• _Written request_
Output the rows below as a JSON list of strings, one string per line, beginning with the line containing "instance: [(229, 331)]" and continuing through the line containing "[(230, 6), (142, 46)]", skipping blank lines and leaving out the pictures.
———
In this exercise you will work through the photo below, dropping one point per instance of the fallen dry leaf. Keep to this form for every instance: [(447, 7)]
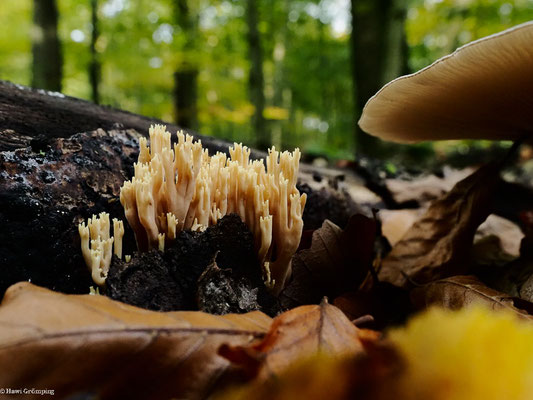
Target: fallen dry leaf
[(461, 291), (438, 244), (395, 223), (509, 234), (91, 344), (300, 333), (336, 262)]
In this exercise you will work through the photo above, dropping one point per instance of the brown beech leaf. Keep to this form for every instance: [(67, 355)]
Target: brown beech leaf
[(438, 244), (298, 334), (337, 261), (460, 291), (91, 344)]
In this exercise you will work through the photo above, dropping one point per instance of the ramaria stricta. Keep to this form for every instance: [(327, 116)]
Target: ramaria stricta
[(179, 187)]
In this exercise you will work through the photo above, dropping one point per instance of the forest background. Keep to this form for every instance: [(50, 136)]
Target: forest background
[(262, 72)]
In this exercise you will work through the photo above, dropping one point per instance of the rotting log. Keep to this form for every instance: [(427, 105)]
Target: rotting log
[(63, 160), (33, 116)]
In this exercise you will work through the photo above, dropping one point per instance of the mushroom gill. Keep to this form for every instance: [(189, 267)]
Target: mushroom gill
[(181, 187)]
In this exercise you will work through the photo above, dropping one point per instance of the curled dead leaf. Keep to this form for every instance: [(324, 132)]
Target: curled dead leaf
[(438, 244), (298, 334), (461, 291), (91, 344), (337, 261)]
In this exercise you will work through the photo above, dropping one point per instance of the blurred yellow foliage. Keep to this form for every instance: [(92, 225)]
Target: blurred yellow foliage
[(475, 353)]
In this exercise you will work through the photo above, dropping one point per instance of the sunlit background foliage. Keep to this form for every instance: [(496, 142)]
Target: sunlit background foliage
[(306, 58)]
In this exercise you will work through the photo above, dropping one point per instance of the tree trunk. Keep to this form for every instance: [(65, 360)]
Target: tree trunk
[(256, 79), (94, 66), (63, 116), (46, 49), (280, 98), (185, 77), (379, 53), (52, 177)]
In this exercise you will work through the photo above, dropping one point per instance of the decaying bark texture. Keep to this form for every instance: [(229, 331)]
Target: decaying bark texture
[(58, 168), (31, 117), (44, 194)]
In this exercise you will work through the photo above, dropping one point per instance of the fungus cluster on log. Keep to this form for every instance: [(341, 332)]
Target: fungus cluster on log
[(181, 187)]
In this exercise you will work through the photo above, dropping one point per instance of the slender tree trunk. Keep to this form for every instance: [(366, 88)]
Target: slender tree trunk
[(379, 53), (46, 49), (186, 75), (94, 66), (256, 79), (280, 98)]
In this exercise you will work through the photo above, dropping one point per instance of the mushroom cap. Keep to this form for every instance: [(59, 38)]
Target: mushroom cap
[(484, 90)]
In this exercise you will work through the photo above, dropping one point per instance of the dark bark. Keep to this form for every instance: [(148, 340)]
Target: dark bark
[(378, 55), (256, 79), (45, 193), (46, 49), (94, 65), (30, 117), (52, 178), (185, 77)]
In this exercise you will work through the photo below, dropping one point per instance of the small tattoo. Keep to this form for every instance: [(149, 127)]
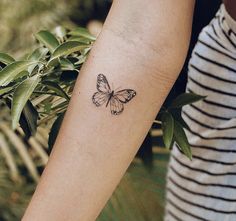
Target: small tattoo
[(106, 95)]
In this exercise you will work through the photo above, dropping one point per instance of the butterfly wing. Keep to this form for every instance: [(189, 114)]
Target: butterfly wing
[(99, 98), (102, 84), (125, 95), (116, 106)]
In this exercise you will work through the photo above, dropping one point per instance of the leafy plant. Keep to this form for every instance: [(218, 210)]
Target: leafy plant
[(173, 124), (48, 74)]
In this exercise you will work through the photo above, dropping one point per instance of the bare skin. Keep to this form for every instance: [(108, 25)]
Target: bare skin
[(230, 6), (142, 46)]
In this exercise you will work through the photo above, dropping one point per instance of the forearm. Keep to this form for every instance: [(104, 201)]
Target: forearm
[(95, 147)]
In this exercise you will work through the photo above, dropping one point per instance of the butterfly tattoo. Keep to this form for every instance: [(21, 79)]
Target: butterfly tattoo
[(106, 95)]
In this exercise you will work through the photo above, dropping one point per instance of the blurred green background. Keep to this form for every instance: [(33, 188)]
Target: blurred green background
[(140, 195)]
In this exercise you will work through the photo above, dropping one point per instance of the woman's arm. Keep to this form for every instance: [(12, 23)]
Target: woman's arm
[(141, 47)]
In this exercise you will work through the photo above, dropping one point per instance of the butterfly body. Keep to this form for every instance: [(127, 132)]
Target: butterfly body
[(105, 95)]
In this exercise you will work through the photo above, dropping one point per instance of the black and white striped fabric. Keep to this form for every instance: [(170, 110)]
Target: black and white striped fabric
[(205, 188)]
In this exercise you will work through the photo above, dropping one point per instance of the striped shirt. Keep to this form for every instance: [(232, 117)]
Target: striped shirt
[(205, 188)]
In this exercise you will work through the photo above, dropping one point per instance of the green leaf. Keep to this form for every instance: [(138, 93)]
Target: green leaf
[(5, 90), (60, 32), (47, 39), (167, 128), (54, 131), (181, 139), (186, 98), (83, 32), (67, 48), (81, 40), (56, 88), (20, 97), (66, 64), (38, 54), (10, 72), (28, 119), (6, 59), (177, 115)]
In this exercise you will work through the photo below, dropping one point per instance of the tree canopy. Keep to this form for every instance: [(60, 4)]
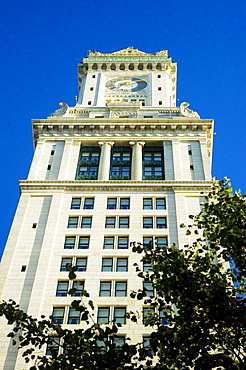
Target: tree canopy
[(196, 309)]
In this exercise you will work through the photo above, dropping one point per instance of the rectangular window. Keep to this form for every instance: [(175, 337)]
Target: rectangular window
[(108, 242), (73, 316), (148, 241), (120, 163), (81, 264), (123, 242), (122, 264), (120, 289), (105, 289), (84, 242), (123, 222), (73, 222), (52, 346), (160, 203), (103, 315), (161, 222), (124, 203), (147, 314), (69, 242), (89, 203), (107, 264), (86, 222), (148, 222), (161, 242), (62, 289), (58, 314), (111, 204), (79, 285), (149, 290), (66, 264), (88, 163), (147, 203), (120, 315), (110, 223), (76, 203)]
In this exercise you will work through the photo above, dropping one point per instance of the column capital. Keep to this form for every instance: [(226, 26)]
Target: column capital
[(101, 143), (142, 143)]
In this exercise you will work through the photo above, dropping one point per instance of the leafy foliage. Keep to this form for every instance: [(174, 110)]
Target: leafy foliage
[(199, 289)]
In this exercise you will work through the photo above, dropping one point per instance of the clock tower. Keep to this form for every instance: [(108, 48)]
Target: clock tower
[(124, 164)]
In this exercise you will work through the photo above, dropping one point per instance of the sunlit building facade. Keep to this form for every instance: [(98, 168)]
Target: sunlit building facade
[(124, 164)]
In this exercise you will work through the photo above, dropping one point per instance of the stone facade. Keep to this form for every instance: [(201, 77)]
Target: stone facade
[(124, 156)]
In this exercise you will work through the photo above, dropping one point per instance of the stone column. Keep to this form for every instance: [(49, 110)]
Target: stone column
[(137, 167), (104, 164)]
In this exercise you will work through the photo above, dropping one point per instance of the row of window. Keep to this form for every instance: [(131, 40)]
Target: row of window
[(118, 203), (120, 164), (113, 242), (117, 222)]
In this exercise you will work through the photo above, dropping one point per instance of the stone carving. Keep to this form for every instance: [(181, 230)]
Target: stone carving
[(186, 112), (60, 112)]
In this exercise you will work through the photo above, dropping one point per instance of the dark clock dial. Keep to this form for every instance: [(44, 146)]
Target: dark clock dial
[(126, 84)]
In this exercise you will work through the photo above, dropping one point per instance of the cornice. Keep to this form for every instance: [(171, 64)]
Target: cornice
[(50, 186)]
———
• _Output below_
[
  "In this exercise you will work through the photo above, dropping one point per instance of the decaying bark texture. Keep to this form for every instance: [(229, 331)]",
  "Target: decaying bark texture",
  "[(58, 168), (31, 117), (44, 194)]",
  "In this exercise you will work through the photo above, dropping one point per instance of the fungus cluster on log. Keep to this form for every instance: [(341, 332)]",
  "Target: fungus cluster on log",
  "[(181, 187)]",
  "In this exercise you will work through the photo above, dropping one point per instance of the slender tree trunk. Keep to this form for every instance: [(366, 88)]",
  "Target: slender tree trunk",
  "[(379, 53), (46, 49), (186, 75), (94, 66), (256, 79), (280, 98)]",
  "In this exercise you will work through the photo above, dropping one point per instance of the mushroom cap. Keep to this form for every instance: [(59, 38)]",
  "Target: mushroom cap",
  "[(484, 90)]",
  "In this exercise you will work through the photo above, dropping one point per instance of the dark bark. Keep to this form for every instance: [(148, 340)]",
  "Target: dark bark",
  "[(378, 55), (256, 79), (45, 193), (46, 49), (94, 65), (30, 117), (52, 178), (185, 77)]",
  "In this exercise you will work through the photo below, dropping one point per instance of the small tattoo. Keep to this form for every instance: [(149, 127)]",
  "Target: small tattoo",
  "[(106, 95)]",
  "In this exercise you will work through the photo above, dropping one point per instance of the butterfly wing. Keep to this form for every instance: [(189, 114)]",
  "Target: butterfly wing",
  "[(99, 98), (102, 84), (125, 95), (116, 106)]",
  "In this exercise you will work through the photo above, dropping one point per instance of the leafy plant. Keep to this form for every instance: [(218, 210)]",
  "Target: leafy plant",
  "[(173, 124), (48, 74)]",
  "In this exercise you will work through the photo above, dropping one point per instance of the bare skin. Keep to this form for every instance: [(108, 25)]",
  "Target: bare skin",
  "[(230, 6), (142, 46)]"
]